---------- Records for the exercise ----------

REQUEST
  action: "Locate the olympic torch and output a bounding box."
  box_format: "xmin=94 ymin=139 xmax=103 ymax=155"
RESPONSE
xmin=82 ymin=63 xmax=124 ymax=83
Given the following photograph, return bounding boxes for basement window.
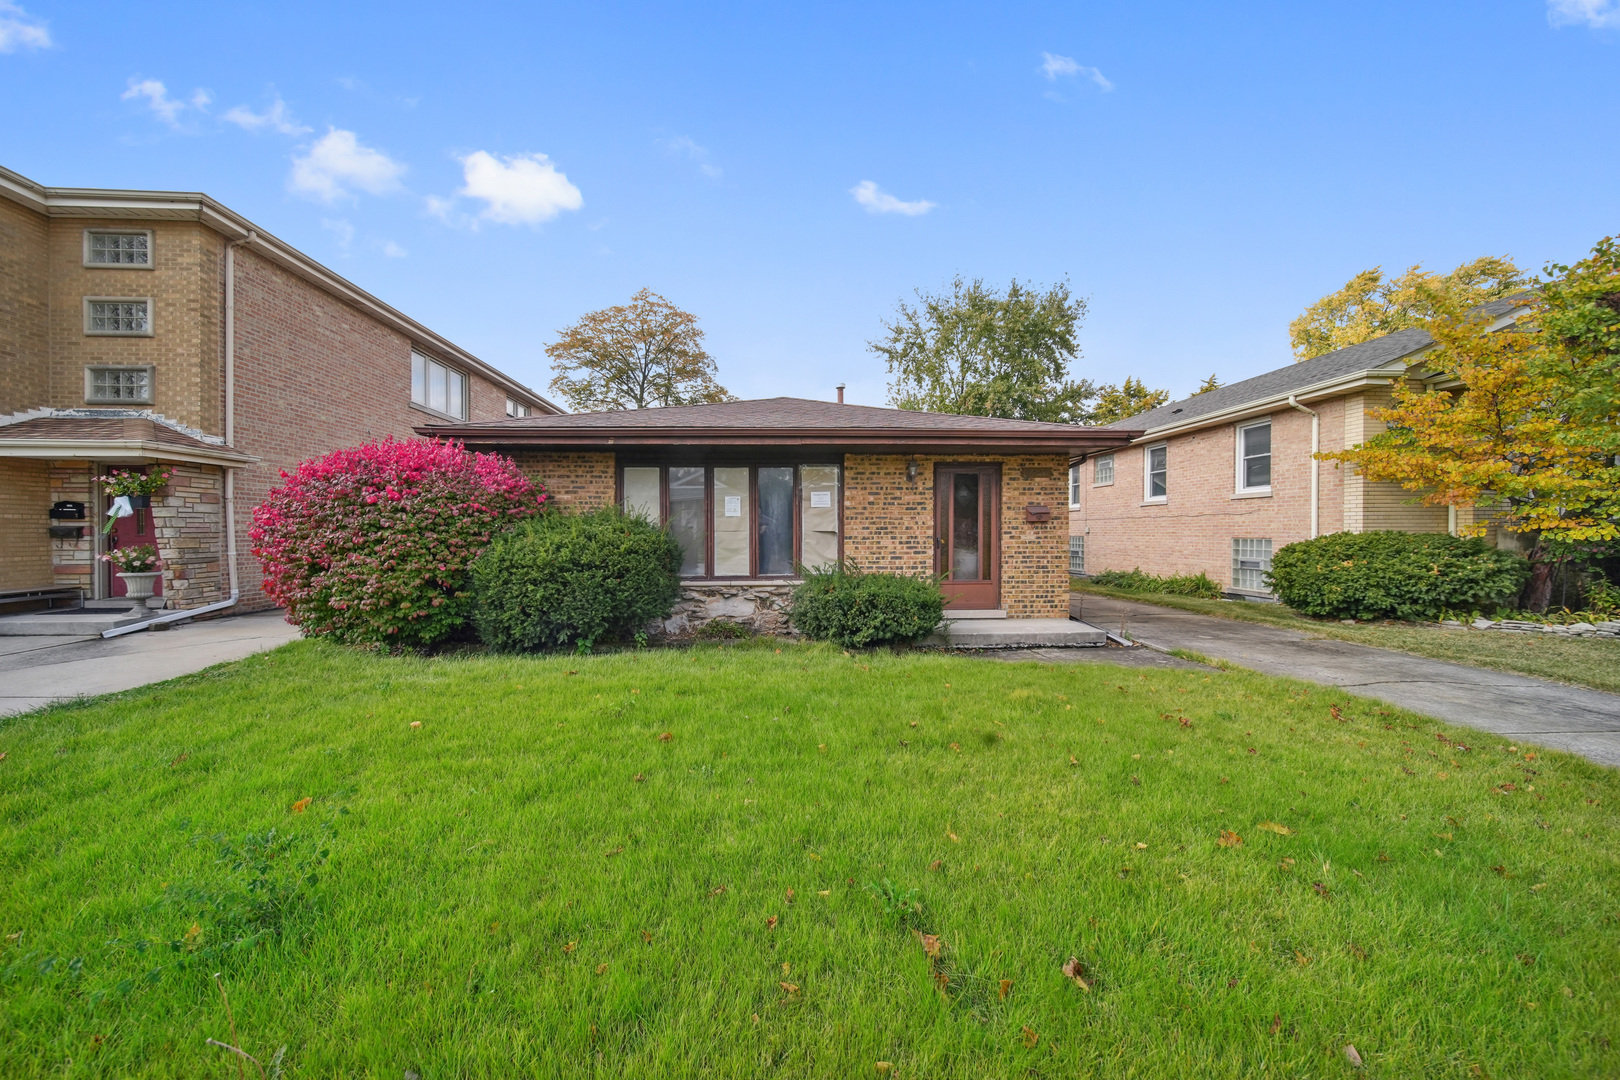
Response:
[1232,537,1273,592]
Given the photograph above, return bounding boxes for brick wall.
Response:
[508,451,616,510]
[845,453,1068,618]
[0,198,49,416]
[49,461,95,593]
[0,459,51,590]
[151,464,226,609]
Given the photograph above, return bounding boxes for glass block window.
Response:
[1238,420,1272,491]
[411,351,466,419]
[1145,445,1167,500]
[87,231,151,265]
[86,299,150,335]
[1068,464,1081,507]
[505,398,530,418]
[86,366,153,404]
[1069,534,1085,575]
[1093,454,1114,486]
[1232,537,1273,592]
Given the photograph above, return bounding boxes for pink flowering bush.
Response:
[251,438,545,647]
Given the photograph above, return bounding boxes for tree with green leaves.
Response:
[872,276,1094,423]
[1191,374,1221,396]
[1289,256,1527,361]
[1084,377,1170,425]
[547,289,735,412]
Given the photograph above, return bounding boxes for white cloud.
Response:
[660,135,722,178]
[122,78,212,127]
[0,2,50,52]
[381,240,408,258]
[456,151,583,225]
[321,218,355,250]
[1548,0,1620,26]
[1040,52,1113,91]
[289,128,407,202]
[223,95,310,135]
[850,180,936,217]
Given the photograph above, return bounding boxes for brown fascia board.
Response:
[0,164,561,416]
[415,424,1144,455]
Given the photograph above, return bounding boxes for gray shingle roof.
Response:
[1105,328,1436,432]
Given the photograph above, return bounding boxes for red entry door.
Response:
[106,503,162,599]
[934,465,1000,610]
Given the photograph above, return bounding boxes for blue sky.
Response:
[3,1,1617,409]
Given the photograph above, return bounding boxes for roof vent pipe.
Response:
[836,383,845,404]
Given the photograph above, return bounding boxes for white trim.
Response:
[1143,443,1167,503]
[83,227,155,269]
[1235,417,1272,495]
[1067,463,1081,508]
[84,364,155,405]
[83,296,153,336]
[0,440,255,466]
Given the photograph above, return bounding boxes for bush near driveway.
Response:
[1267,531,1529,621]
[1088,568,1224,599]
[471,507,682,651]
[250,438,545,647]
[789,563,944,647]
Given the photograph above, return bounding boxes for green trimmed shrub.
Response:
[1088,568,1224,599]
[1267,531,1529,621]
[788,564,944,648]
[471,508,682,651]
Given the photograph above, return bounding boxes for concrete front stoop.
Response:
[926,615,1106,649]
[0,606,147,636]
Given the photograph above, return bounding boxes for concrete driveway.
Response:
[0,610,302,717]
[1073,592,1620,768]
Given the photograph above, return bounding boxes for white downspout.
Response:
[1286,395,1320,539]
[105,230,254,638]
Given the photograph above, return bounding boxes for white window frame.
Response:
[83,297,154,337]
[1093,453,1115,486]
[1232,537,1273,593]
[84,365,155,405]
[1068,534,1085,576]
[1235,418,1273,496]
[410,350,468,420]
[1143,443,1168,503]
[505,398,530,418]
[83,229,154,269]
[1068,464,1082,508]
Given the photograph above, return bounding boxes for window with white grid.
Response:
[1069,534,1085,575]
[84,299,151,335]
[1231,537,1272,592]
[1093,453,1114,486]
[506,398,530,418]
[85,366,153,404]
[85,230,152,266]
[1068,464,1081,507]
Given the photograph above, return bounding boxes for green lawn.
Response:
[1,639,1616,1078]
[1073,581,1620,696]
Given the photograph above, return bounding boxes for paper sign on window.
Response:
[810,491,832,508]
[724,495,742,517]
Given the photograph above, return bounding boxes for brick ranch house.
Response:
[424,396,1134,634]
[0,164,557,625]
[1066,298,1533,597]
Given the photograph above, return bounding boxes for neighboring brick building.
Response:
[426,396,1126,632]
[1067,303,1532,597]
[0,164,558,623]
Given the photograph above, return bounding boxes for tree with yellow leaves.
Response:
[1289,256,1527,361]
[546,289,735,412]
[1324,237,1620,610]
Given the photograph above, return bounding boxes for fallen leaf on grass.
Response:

----------

Directions for this task:
Please copy the entries in full. Leave each image out.

Written response:
REQUEST
  action: "Locate the olympic torch and output a bounding box."
  box_format: "xmin=94 ymin=139 xmax=103 ymax=155"
RESPONSE
xmin=82 ymin=63 xmax=124 ymax=83
Given the following photograph, return bounding boxes for basement window.
Response:
[1232,537,1273,592]
Given the photograph above, return bounding boxes for brick wall.
Response:
[508,451,616,510]
[845,453,1068,618]
[0,198,49,416]
[49,461,95,593]
[0,459,51,590]
[151,464,226,609]
Given the photograph above, return bounding boxes for glass block window.
Response:
[1238,420,1272,491]
[411,351,466,419]
[1145,445,1167,500]
[87,231,151,265]
[86,299,150,335]
[1068,464,1081,507]
[505,398,530,418]
[86,366,153,404]
[1069,534,1085,575]
[1093,454,1114,486]
[1232,537,1273,592]
Given the photograph above, return bounding boxes for pink flowering bush.
Response:
[251,438,545,647]
Given the photograph above, return bounding boxes for tree with green leaves.
Response:
[872,276,1094,423]
[1191,374,1221,396]
[1289,256,1527,361]
[1084,377,1170,425]
[547,289,735,412]
Given the photograph above, return bounding boxes for white cloud.
Response:
[660,135,722,178]
[122,78,212,127]
[0,2,50,52]
[381,240,408,258]
[456,151,583,225]
[321,218,355,250]
[1548,0,1620,26]
[1040,52,1113,91]
[289,128,407,202]
[223,95,310,135]
[850,180,936,217]
Given the photograph above, return bounding boxes for brown fascia board.
Response:
[0,164,561,416]
[415,424,1144,455]
Given the photograph above, return bounding boxes for gray shingle roof.
Response:
[1105,328,1436,432]
Given the photograph above, return bounding boxes for red entry door.
Response:
[106,503,162,599]
[934,465,1000,610]
Given the photograph above, return bounding boxes for blue sky.
Response:
[3,1,1617,409]
Given the photograph above, return bounding boxes for roof vent pipe.
Response:
[836,383,845,404]
Given the photograph above, return bounding boxes for white trim.
Response:
[1143,443,1167,503]
[83,227,155,269]
[1235,417,1272,495]
[1067,463,1081,508]
[84,364,155,405]
[83,296,153,336]
[0,440,255,466]
Given the photograph above, return bounding boxes for bush near driveway.
Response:
[1267,531,1529,621]
[1088,568,1224,599]
[471,507,682,651]
[250,438,545,647]
[789,563,944,647]
Given the photograph above, return bounding boxes for green trimmed shrub.
Response:
[1088,568,1224,599]
[1267,531,1529,621]
[788,564,944,648]
[471,508,682,651]
Given the photograph above, return bounding boxes for concrete front stoop.
Response:
[926,615,1106,649]
[0,606,147,636]
Given the photograph above, return bounding boxes for concrete driveway.
Response:
[0,610,302,717]
[1073,592,1620,768]
Given the photograph above, return bounding boxes for white downspout.
Response:
[1286,395,1320,539]
[105,230,254,638]
Given the photograph above, return bounding boxes for white window frame.
Response:
[83,297,154,337]
[1093,453,1115,486]
[1232,537,1273,593]
[84,365,155,405]
[1068,534,1085,576]
[1235,418,1273,496]
[410,350,468,420]
[1143,443,1168,503]
[505,398,530,418]
[83,229,154,269]
[1068,464,1082,508]
Given the photograph above, return bounding boxes for window with white grid.
Response:
[1069,534,1085,575]
[84,299,151,335]
[1231,537,1272,592]
[1093,453,1114,486]
[506,398,530,418]
[85,366,153,404]
[85,230,152,266]
[1068,464,1081,507]
Given the photograph above, return bounding boxes for green lawn.
Response:
[1,639,1616,1078]
[1073,581,1620,696]
Given the photograph above, return bounding boxes for paper sign on window.
Response:
[810,491,832,508]
[724,495,742,517]
Given the photograph above, return bounding boxes for brick ranch house.
Response:
[424,396,1134,634]
[0,164,557,625]
[1066,298,1533,597]
Given the photograph above, return bounding boxes for neighboring brick building.
Response:
[426,396,1126,632]
[1067,303,1532,597]
[0,164,558,623]
Given the photograph above, return bounding boxes for tree with yellow leaves.
Response:
[1289,256,1527,361]
[546,289,735,412]
[1324,237,1620,610]
Given the photograph above, return bounding boxes for fallen leaf on grass.
Response:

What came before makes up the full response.